▶ [About this task]: Without any pictures, copy the records below once more, exactly as they are.

▶ [Raw data]:
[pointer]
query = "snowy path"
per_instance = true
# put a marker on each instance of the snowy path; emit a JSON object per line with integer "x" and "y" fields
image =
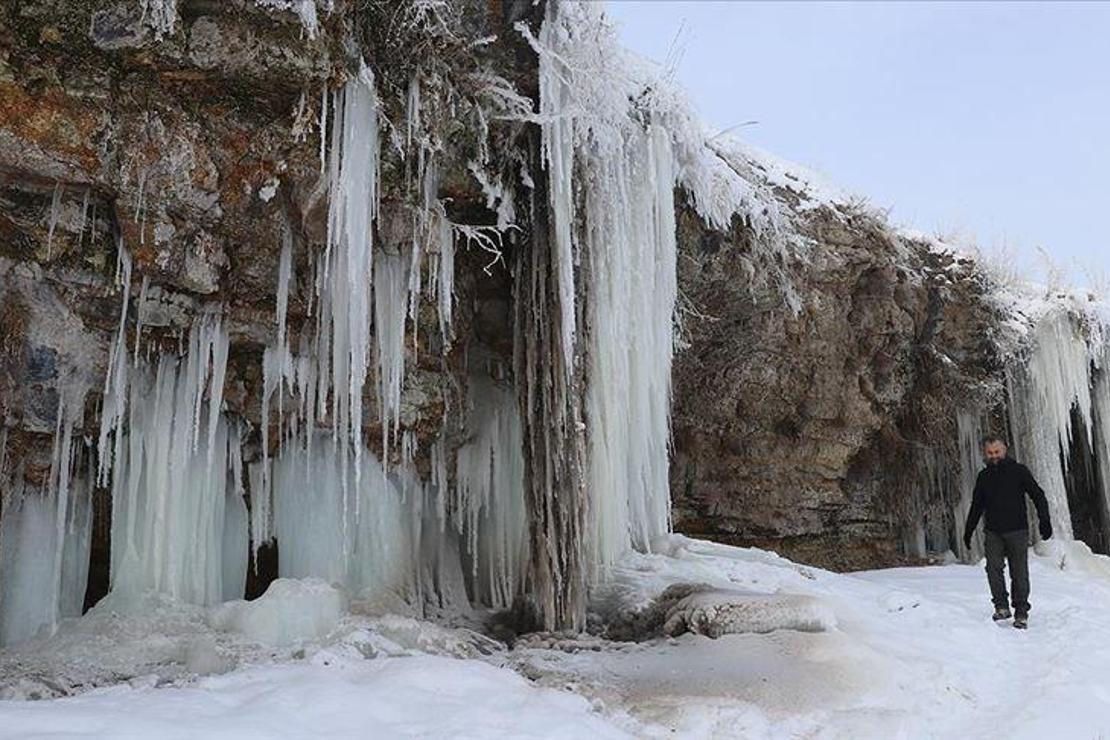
{"x": 915, "y": 655}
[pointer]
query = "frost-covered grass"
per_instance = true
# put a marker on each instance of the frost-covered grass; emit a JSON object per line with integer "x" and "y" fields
{"x": 912, "y": 654}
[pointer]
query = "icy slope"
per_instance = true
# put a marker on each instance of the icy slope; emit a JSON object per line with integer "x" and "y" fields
{"x": 912, "y": 654}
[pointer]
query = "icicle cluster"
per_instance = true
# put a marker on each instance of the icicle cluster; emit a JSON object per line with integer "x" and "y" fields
{"x": 46, "y": 534}
{"x": 490, "y": 493}
{"x": 624, "y": 156}
{"x": 170, "y": 478}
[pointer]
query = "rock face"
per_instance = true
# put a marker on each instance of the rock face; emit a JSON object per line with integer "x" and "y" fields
{"x": 824, "y": 428}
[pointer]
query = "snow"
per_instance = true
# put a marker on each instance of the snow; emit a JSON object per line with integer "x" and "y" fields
{"x": 416, "y": 697}
{"x": 905, "y": 652}
{"x": 290, "y": 611}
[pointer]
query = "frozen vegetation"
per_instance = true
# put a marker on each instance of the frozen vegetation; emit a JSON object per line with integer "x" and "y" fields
{"x": 662, "y": 634}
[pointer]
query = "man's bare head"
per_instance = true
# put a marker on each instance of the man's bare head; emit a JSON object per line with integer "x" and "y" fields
{"x": 994, "y": 449}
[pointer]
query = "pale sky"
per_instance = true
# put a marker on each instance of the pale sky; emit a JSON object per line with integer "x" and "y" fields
{"x": 988, "y": 119}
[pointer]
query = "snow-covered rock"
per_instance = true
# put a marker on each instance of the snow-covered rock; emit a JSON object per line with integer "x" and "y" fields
{"x": 714, "y": 612}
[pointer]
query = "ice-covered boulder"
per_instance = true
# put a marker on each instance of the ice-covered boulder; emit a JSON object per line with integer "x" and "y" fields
{"x": 292, "y": 610}
{"x": 715, "y": 612}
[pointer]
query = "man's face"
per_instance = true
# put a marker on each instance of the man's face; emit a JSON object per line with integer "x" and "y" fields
{"x": 995, "y": 452}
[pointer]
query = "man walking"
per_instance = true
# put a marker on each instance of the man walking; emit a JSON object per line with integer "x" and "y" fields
{"x": 1000, "y": 493}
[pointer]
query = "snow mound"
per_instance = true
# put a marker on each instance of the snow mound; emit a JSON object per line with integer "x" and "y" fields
{"x": 292, "y": 610}
{"x": 715, "y": 612}
{"x": 395, "y": 636}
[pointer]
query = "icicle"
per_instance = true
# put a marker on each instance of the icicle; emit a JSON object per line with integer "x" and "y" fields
{"x": 631, "y": 239}
{"x": 284, "y": 281}
{"x": 1042, "y": 395}
{"x": 44, "y": 534}
{"x": 345, "y": 271}
{"x": 969, "y": 431}
{"x": 115, "y": 379}
{"x": 84, "y": 215}
{"x": 316, "y": 495}
{"x": 139, "y": 316}
{"x": 170, "y": 484}
{"x": 390, "y": 300}
{"x": 445, "y": 277}
{"x": 56, "y": 209}
{"x": 490, "y": 494}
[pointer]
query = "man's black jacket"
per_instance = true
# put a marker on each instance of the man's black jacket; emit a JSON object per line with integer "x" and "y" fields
{"x": 1000, "y": 492}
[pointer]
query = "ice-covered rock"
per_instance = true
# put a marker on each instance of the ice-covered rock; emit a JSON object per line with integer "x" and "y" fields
{"x": 292, "y": 610}
{"x": 715, "y": 612}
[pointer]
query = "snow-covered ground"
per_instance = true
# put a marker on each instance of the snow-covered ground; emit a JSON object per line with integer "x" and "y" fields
{"x": 906, "y": 652}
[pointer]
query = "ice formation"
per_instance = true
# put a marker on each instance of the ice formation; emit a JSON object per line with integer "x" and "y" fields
{"x": 289, "y": 612}
{"x": 563, "y": 465}
{"x": 170, "y": 482}
{"x": 44, "y": 537}
{"x": 490, "y": 494}
{"x": 1043, "y": 392}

▶ [Output for this exercise]:
[pointer]
query = "snowy path"
per_instance = true
# put a marker on each instance of the snowy path; emit a JSON object per line with integer "x" and "y" fields
image =
{"x": 915, "y": 655}
[pointer]
query = "frost-covered grass"
per_instance = true
# put a marker on each instance of the frost-covered grass; emit a JSON object per line with integer "x" and "y" fields
{"x": 912, "y": 654}
[pointer]
query = "icy slope"
per_instance = true
# put a marker on each instance of the icy slope; emit a JSON object per line with integer "x" and "y" fields
{"x": 912, "y": 654}
[pointer]
query = "icicle cluster"
per_instance = true
# put a marker on each instance of the icicle cluster; emit a JSON object per line with integer "x" and "y" fields
{"x": 46, "y": 534}
{"x": 490, "y": 493}
{"x": 624, "y": 156}
{"x": 170, "y": 478}
[pointer]
query = "rock face"
per_instance = true
# put a marker on each instance of the rock face; emit a JSON object per line with integer "x" and "y" fields
{"x": 824, "y": 428}
[pointer]
query = "snow"
per_instance = true
# put a marker on each instance of the snow; emit a JSON object per line with integer "x" and "y" fields
{"x": 416, "y": 697}
{"x": 905, "y": 652}
{"x": 290, "y": 611}
[pointer]
query = "frozen vegetation"
per_instance = true
# put a marker on each instance of the frozen vegetation; emit a JSON object per line with integer "x" and "y" fields
{"x": 662, "y": 634}
[pointer]
query = "man's bare head"
per_instance = true
# put a marker on each instance of the man's bare head; emit a JSON object per line with integer "x" and "y" fields
{"x": 994, "y": 449}
[pointer]
query = "pale sky"
per_instance = true
# put a marker on each instance of the pale sky; emit a JSON object per line with integer "x" and "y" fields
{"x": 988, "y": 119}
[pointer]
query = "snow-covered rock"
per_instance = true
# put a marker on each instance of the snow-covered rock; emit a JSON object per line with integer "x" and "y" fields
{"x": 714, "y": 612}
[pointer]
query = "ice-covered boulder"
per_instance = true
# put a marker on each instance of the ice-covered boulder; emit a JSON object per line with integer "x" and "y" fields
{"x": 292, "y": 610}
{"x": 715, "y": 612}
[pointer]
query = "man's face"
per_instance = true
# put a marker on each instance of the man's face; emit a JSON object per line with integer "x" and "y" fields
{"x": 995, "y": 452}
[pointer]
query = "man walking"
per_instance = true
# put a marker on each instance of the man walking; emit a JSON object per line with integer "x" and "y" fields
{"x": 1000, "y": 493}
[pointer]
query = "snow mound"
per_instance = true
# put a marker on each instance of the snow mound; emit a JSON object per line with integer "x" and "y" fields
{"x": 292, "y": 610}
{"x": 715, "y": 612}
{"x": 395, "y": 636}
[pointer]
query = "icicle"
per_instance = true
# put a marker on each instance of the icicle; emit a JSON object per line with integer "x" and "y" fields
{"x": 631, "y": 239}
{"x": 284, "y": 281}
{"x": 1042, "y": 395}
{"x": 44, "y": 534}
{"x": 345, "y": 271}
{"x": 969, "y": 431}
{"x": 115, "y": 379}
{"x": 84, "y": 215}
{"x": 316, "y": 495}
{"x": 139, "y": 316}
{"x": 170, "y": 484}
{"x": 390, "y": 300}
{"x": 445, "y": 277}
{"x": 56, "y": 209}
{"x": 490, "y": 494}
[pointer]
query = "man's black jacket"
per_instance = true
# put a marker on each instance of the man's black jacket; emit a JSON object per line with integer "x" and "y" fields
{"x": 1000, "y": 492}
[pointer]
query = "ice-covered rock"
per_instance = true
# put a marker on each instance of the ice-covered rock; emit a JSON object per line with integer "x" and "y" fields
{"x": 292, "y": 610}
{"x": 715, "y": 612}
[pointer]
query = "snow-covered ground"
per_instance = true
# put a marker on each instance of the snow-covered ground; emit a JSON object per line with integer "x" and "y" fields
{"x": 906, "y": 652}
[pointer]
query = "ice formation"
per_instance = true
# put a marker on each instance of the ice formation; emit a JSON object per line with integer "x" and "y" fields
{"x": 289, "y": 612}
{"x": 563, "y": 465}
{"x": 170, "y": 482}
{"x": 44, "y": 537}
{"x": 490, "y": 494}
{"x": 1043, "y": 392}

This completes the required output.